PROBLEM>
Locate the line with "Indicate every instance of the submerged vegetation" in the material. Copy that line and each one after it, through the last, exactly and with nothing else.

RECORDS SHOWN>

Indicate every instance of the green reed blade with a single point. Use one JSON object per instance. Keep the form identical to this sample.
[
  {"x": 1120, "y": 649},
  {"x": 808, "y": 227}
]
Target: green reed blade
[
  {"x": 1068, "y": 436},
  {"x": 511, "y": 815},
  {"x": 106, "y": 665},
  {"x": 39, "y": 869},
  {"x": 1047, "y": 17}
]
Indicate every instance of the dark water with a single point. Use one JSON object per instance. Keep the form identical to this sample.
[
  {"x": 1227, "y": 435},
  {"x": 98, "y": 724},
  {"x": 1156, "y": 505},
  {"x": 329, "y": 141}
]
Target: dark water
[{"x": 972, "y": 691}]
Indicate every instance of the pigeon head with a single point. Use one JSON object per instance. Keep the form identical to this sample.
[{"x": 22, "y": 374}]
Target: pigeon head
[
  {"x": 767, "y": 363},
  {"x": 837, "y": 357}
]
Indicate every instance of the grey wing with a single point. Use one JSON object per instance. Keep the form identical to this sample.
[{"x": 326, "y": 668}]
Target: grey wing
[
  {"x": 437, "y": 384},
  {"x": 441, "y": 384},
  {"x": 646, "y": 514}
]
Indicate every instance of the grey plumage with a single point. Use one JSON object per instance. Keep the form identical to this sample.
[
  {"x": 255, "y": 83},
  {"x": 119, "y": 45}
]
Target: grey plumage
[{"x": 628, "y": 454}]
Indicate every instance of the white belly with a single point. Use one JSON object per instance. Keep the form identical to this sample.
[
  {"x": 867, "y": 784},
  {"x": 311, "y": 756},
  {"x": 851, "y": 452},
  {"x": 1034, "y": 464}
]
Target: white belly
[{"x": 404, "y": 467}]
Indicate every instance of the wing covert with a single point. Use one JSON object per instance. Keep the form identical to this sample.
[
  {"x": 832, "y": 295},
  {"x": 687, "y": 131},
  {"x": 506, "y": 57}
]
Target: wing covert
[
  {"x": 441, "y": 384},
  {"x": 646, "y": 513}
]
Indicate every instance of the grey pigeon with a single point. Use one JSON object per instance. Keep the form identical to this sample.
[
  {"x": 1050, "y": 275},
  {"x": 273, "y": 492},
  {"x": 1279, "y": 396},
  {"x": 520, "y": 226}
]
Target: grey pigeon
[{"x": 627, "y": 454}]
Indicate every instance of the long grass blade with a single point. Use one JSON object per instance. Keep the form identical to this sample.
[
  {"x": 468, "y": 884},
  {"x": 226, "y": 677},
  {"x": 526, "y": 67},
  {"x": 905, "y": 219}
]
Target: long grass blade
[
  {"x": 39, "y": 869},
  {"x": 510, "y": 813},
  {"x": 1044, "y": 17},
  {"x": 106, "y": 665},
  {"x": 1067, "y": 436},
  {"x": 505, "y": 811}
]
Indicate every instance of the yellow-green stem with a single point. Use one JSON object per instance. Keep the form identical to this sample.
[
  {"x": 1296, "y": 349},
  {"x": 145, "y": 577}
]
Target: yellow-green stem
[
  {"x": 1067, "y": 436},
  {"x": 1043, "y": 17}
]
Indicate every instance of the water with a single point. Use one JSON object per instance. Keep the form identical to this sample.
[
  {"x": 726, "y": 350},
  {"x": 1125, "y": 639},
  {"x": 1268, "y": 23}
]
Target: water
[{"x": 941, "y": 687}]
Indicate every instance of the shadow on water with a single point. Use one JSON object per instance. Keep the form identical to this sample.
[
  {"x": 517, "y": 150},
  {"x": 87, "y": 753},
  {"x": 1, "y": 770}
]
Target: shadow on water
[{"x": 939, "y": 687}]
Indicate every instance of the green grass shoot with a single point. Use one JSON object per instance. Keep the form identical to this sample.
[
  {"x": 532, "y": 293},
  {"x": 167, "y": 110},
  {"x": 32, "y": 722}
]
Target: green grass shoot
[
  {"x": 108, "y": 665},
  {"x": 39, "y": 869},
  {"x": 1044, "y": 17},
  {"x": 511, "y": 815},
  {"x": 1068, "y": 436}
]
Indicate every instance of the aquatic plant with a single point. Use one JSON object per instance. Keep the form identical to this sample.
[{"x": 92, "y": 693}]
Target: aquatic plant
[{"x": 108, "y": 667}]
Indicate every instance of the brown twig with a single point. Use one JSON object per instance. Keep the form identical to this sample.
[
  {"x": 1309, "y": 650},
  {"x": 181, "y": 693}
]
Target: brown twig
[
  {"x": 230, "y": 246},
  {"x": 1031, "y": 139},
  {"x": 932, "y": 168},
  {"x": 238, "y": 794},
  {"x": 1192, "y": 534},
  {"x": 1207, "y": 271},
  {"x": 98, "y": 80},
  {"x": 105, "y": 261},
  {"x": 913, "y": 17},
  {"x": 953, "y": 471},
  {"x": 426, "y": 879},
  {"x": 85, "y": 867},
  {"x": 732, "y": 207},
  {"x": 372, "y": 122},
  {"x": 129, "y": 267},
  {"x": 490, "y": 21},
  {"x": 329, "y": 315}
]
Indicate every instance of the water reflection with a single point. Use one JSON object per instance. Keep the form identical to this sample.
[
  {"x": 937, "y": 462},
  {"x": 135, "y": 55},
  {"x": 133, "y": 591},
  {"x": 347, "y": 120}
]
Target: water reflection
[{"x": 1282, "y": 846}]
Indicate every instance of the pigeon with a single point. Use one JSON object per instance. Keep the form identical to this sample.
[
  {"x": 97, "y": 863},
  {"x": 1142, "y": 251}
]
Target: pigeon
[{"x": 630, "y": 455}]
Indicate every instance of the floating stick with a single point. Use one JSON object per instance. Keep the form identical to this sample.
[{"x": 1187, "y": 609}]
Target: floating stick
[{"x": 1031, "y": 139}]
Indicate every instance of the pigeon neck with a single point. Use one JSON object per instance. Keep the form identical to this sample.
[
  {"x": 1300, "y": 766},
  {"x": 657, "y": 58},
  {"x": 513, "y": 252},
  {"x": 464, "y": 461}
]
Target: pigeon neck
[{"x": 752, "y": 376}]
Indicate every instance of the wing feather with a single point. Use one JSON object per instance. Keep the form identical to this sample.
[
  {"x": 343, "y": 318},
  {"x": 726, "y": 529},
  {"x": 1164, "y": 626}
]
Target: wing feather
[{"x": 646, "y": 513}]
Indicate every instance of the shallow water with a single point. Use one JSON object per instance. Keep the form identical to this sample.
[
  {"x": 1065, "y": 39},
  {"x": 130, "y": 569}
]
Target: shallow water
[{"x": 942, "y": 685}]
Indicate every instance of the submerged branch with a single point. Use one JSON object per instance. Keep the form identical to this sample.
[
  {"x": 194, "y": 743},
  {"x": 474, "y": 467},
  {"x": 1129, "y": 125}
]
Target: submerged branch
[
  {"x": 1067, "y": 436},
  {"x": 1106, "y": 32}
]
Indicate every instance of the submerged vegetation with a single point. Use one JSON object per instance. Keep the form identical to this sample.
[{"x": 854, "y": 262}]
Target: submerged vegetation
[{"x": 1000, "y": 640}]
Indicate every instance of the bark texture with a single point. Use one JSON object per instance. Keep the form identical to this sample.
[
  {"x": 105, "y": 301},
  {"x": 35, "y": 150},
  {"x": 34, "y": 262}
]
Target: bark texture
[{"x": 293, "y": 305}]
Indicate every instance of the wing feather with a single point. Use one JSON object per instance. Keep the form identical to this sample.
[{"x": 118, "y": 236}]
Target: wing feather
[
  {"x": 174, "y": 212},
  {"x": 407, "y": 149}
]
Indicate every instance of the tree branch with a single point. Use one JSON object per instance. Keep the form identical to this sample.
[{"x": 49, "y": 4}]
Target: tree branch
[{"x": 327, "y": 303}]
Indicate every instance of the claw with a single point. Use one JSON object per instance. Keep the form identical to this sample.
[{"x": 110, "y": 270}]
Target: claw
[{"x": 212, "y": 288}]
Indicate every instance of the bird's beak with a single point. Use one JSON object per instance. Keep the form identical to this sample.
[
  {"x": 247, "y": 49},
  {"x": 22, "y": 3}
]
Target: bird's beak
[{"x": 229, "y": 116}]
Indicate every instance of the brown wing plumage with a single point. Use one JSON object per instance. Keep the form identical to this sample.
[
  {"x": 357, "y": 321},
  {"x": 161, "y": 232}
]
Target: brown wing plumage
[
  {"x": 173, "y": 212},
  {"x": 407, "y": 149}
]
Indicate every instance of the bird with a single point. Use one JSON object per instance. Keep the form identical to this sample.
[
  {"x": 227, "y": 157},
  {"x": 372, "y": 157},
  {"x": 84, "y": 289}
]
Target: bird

OUTPUT BELOW>
Indicate every instance of the submerged vegetation with a single point. Use one JSON object per instance. Keep the form identical to this sample.
[{"x": 854, "y": 262}]
Target: submerged vegetation
[{"x": 1000, "y": 640}]
Indicate every instance of the bark texture with a single point. Use one JSON object per instance. Keep the form identical to this sample.
[
  {"x": 105, "y": 301},
  {"x": 35, "y": 150},
  {"x": 34, "y": 262}
]
Target: bark texture
[{"x": 293, "y": 305}]
Indicate every instance of the wing feather with a single point. Use one JSON object per instance. Keep the form identical to this sample.
[{"x": 118, "y": 236}]
Target: wing feather
[
  {"x": 174, "y": 212},
  {"x": 407, "y": 149}
]
Indicate every instance of the tree branch with a single point. Use one JSON object per instance. Keep the form identical to this sample.
[{"x": 49, "y": 4}]
Target: tree branch
[{"x": 327, "y": 303}]
Indicate every instance of the claw with a single point. Use one JSON object per instance. Keep the form identical to this sample.
[{"x": 110, "y": 270}]
Target: claw
[{"x": 212, "y": 288}]
Indicate every instance of the bird's beak with a single point. Use one JSON object per instance. Keep the form identical to this sample.
[
  {"x": 247, "y": 49},
  {"x": 22, "y": 3}
]
Target: bird's beak
[{"x": 229, "y": 116}]
Indicate every instance of the brown wing plumage with a single point. Use one JSON object per instance. Keep the form identical to this sample.
[
  {"x": 357, "y": 321},
  {"x": 161, "y": 232}
]
Target: brown wing plumage
[
  {"x": 173, "y": 212},
  {"x": 407, "y": 149}
]
Indicate every instance of the bird with a single point. Use one JSON object per instance. Keep the form identical to this sample.
[
  {"x": 227, "y": 157},
  {"x": 372, "y": 157},
  {"x": 84, "y": 289}
]
Target: bird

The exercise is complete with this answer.